Written exercise - List each line in the items below that contains the string "target".

----- Data excerpts

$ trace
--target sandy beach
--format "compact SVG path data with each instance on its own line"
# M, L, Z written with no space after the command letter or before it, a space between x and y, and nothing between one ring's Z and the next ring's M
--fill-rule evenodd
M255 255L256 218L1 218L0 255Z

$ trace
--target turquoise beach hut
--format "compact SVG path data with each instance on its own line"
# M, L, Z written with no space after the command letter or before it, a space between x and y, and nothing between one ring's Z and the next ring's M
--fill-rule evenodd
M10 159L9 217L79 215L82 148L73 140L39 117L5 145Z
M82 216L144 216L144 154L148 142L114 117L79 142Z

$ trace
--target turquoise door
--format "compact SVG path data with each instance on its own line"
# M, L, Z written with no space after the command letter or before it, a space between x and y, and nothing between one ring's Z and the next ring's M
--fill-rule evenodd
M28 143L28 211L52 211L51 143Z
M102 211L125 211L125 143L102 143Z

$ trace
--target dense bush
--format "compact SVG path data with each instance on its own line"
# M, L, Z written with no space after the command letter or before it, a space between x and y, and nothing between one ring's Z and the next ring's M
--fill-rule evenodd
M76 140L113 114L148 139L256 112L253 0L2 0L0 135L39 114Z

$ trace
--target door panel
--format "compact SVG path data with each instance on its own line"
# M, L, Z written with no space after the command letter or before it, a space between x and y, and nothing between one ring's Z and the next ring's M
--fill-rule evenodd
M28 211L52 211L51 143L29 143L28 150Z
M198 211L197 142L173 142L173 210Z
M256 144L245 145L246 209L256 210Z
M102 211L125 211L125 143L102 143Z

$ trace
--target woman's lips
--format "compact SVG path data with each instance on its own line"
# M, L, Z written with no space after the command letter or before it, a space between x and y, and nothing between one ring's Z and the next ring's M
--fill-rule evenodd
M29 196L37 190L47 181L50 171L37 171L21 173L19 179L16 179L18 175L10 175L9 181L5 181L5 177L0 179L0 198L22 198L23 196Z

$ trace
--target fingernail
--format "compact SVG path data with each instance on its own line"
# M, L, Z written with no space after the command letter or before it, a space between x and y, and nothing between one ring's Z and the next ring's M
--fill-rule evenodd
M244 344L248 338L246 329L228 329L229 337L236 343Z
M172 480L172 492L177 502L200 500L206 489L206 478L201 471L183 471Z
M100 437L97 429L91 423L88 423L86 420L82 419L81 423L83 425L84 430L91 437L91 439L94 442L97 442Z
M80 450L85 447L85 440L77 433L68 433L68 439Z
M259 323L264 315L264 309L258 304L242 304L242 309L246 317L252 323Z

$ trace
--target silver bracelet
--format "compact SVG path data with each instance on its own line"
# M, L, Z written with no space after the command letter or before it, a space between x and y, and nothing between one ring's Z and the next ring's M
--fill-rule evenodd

----------

Exercise response -
--target sandy beach
--target turquoise beach hut
--target turquoise door
--target dense bush
--target door panel
--target woman's lips
--target fingernail
--target silver bracelet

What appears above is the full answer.